DOCUMENT SEGMENT:
** BEGIN **
Mere anarchy is loosed upon the world,
The blood-dimmed tide is loosed, and everywhere
The ceremony of innocence is drowned;
The best lack all conviction, while the worst
Are full of passionate intensity.

Surely some revelation is at hand;
Surely the Second Coming is at hand.
The Second Coming! Hardly are those words out
When a vast image out of Spiritus Mundi
Troubles my sight: a waste of desert sand;
A shape with lion body and the head of a man,
A gaze blank and pitiless as the sun,
Is moving its slow thighs, while all about it
Wind shadows of the indignant desert birds.
The darkness drops again but now I know
That twenty centuries of stony sleep
Were vexed to nightmare by a rocking cradle,
And what rough beast, its hour come round at last,
Slouches towards Bethlehem to be born?

cozen, Tuesday, 25 May 2010 16:48 (thirteen years ago) link

this is one of those threads where I point at myself and go "lol CS guy"

Marni and Louboutin: coming to Tuesdays this fall on FOX (HI DERE), Tuesday, 25 May 2010 16:49 (thirteen years ago) link

this is one of those threads where I go 'lol I wasn't cast in 3 Yeats poems' and get SB'd by about 15 ardent Yeats fanboys

I plead fire, water, air and dirt / fukkin magnets / how do they work?

acoleuthic, Tuesday, 25 May 2010 17:01 (thirteen years ago) link

I will stan for W.B. Yeats any day of the week. He was at or near the pinnacle of the 20th century, which was a hell of a century for poetry in English.

But, the other Willie gets my vote. Shakespeare could write emo, write tragedy, write comedy, write allegory. You name it, he wrote it and it still stands up after 400 years. Try that yourself and see how far you get. I mean, you need a commentary by a specialist to dig the mummified jokes out of Aristophanes, but you can send just about anyone to see A Midsummer Night's Dream and they'll laugh like a hyena.

Aimless, Tuesday, 25 May 2010 17:54 (thirteen years ago) link

NOW as at all times I can see in the mind's eye,
In their stiff, painted clothes, the pale unsatisfied ones
Appear and disappear in the blue depth of the sky
With all their ancient faces like rain-beaten stones,
And all their helms of silver hovering side by side,
And all their eyes still fixed, hoping to find once more,
Being by Calvary's turbulence unsatisfied,
The uncontrollable mystery on the bestial floor.
** END **
TASKS AND EXERCISES:
**1.** Say whether each statement agrees with the poetry thread, answering yes or no and quoting the words of the thread that decide it: (a) Aimless says Shakespeare's work still holds up after four centuries; (b) the shape in the first poem has a lion's body and a man's head; (c) Aimless says the jokes in Aristophanes can be enjoyed without any help.
**2.** Write what comes next in the poetry thread, picking up right after its last line.

[Rows from a box labeling dataset]
** BEGIN **
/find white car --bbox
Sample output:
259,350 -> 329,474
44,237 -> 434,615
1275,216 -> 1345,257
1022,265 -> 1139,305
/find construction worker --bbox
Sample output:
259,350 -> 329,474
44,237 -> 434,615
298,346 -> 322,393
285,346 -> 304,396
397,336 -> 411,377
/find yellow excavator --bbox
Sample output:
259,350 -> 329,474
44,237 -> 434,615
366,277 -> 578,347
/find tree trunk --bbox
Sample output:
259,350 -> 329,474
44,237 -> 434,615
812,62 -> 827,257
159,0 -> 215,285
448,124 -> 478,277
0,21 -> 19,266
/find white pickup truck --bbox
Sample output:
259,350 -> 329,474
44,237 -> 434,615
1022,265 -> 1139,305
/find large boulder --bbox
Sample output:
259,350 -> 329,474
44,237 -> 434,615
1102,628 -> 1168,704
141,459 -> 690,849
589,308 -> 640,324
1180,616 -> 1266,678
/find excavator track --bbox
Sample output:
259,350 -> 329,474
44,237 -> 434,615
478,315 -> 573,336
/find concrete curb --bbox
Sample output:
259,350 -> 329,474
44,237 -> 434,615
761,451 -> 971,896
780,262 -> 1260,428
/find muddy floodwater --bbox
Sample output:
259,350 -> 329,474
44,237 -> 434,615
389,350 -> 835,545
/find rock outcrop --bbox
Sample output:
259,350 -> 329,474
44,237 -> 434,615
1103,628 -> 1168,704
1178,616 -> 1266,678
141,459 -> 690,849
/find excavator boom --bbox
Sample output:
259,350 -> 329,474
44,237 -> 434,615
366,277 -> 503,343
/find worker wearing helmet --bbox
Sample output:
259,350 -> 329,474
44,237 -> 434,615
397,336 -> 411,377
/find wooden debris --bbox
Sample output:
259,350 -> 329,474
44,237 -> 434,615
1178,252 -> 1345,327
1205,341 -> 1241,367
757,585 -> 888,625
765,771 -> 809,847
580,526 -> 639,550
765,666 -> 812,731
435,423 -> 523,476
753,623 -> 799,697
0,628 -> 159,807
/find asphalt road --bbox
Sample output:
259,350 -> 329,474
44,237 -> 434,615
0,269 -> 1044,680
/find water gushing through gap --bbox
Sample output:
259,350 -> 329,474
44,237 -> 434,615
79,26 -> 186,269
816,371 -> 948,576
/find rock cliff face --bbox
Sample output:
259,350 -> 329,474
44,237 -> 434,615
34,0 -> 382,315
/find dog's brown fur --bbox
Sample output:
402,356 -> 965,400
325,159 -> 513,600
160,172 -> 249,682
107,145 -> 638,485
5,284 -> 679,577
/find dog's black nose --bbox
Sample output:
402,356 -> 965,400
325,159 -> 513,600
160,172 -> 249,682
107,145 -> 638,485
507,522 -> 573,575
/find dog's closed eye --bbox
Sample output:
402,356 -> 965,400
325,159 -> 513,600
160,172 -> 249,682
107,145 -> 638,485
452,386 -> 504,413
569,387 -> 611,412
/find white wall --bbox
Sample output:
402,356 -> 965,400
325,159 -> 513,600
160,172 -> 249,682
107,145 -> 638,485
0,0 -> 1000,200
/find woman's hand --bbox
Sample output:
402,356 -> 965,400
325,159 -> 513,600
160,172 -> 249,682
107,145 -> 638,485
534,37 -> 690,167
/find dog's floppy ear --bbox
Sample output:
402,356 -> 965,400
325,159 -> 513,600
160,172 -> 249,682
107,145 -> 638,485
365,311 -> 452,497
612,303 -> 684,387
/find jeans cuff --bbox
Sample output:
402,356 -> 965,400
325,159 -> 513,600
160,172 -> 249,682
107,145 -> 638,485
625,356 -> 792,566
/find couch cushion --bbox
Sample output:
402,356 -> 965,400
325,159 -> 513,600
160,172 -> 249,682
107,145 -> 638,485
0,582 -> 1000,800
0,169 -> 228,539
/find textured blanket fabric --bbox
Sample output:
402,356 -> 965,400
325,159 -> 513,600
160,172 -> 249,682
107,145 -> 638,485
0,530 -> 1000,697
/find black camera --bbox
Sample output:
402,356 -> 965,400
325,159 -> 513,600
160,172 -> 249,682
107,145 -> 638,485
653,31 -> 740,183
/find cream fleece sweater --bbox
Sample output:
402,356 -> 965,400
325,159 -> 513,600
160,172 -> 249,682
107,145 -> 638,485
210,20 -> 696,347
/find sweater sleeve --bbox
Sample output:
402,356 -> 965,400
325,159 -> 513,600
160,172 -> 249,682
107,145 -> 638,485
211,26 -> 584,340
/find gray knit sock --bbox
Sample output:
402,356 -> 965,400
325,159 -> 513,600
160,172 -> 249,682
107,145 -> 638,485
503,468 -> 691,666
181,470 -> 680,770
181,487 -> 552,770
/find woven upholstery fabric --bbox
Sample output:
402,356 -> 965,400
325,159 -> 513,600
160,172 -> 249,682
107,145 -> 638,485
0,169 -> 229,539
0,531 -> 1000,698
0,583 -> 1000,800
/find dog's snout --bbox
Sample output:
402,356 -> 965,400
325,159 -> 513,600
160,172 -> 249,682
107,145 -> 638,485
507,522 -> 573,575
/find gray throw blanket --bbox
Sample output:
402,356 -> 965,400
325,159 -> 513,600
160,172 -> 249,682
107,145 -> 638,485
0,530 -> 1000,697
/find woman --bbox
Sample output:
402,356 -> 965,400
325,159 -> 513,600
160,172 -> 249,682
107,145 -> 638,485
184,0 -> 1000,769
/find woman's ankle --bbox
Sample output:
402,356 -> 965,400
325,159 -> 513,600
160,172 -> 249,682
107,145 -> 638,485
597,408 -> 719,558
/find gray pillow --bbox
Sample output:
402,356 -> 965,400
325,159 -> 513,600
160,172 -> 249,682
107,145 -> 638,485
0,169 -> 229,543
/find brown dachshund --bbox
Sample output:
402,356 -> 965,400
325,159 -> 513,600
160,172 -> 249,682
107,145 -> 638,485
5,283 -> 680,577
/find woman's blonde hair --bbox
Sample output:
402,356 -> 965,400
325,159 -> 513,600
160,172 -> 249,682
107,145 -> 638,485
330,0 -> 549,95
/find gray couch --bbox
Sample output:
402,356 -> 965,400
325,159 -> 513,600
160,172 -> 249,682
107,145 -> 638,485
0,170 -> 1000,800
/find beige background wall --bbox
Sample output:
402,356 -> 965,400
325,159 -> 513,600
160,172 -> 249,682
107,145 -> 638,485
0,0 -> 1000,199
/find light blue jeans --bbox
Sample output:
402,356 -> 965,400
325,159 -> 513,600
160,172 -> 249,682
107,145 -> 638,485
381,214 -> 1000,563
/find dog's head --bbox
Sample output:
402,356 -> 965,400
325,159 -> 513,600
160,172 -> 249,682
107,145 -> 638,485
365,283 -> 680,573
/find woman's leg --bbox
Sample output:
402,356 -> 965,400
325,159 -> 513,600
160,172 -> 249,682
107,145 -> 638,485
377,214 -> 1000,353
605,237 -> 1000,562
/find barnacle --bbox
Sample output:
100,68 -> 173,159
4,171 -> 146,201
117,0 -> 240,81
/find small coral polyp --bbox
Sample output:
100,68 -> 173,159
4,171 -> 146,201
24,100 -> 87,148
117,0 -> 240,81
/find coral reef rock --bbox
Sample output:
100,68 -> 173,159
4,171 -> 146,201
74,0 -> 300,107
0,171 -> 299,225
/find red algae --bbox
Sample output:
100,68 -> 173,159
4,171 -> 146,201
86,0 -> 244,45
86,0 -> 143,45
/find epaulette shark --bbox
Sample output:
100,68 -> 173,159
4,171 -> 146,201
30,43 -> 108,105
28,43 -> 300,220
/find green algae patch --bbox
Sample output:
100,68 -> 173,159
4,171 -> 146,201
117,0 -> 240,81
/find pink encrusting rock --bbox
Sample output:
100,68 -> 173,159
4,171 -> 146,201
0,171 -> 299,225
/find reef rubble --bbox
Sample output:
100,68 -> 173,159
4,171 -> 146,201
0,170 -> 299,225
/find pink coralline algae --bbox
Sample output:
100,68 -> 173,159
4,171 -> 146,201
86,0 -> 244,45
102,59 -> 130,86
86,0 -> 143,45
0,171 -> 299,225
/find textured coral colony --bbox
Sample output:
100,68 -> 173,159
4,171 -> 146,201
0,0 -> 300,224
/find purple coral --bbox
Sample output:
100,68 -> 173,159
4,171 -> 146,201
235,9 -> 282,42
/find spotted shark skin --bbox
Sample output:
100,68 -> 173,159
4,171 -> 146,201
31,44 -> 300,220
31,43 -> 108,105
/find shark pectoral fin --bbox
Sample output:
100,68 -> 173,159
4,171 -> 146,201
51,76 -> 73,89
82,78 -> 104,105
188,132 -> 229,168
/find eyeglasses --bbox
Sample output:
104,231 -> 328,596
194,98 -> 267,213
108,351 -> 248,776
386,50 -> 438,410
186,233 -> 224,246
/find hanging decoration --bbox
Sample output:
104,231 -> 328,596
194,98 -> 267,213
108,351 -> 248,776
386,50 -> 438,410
** END **
EXPECTED ANSWERS:
**1.**
(a) Yes: "it still stands up after 400 years."
(b) Yes: "A shape with lion body and the head of a man."
(c) No: "you need a commentary by a specialist to dig the mummified jokes out of Aristophanes."

**2.**
ronnie james dio r.i.p.

scott seward, Tuesday, 25 May 2010 20:07 (thirteen years ago) link

you need a commentary by a specialist to dig the mummified jokes out of Aristophanes,

this is not true of my beloved Plautus btw

Rome ftw

virgil vs shakespeare would be more apt, yeats I'd line up vs willim garlos cilliams maybe? hmm.

acoleuthic, Tuesday, 25 May 2010 20:14 (thirteen years ago) link

My hard drive is named Apemantus.

frozen cookie (Abbott), Tuesday, 25 May 2010 20:14 (thirteen years ago) link

naw lj I disagree. Yeats's only proper company is with the biggest hitters there are. Shakespeare, Chaucer, Propertius, maybe Vergil, really hard to think of Vergil in anybody's company except Homer imo

virgil smokes homer ten ways to byzantium

acoleuthic, Tuesday, 25 May 2010 20:23 (thirteen years ago) link

The only poets writing in English that rival Yeats in the first half of the century: Frost and Stevens.

Filmmaker, Author, Radio Host Stephen Baldwin (Alfred, Lord Sotosyn), Tuesday, 25 May 2010 20:27 (thirteen years ago) link

I'd consider WCW a huge hitter, personally, although I'm probably very biased.

If we're drawing up a canon of stone-cold greats I think there should be at least one American in there. I'd also really REALLY want to put GMH in too, but again that's completely subjective.

Not read any Propertius; would definitely dust off my Latin if he's as good as you say.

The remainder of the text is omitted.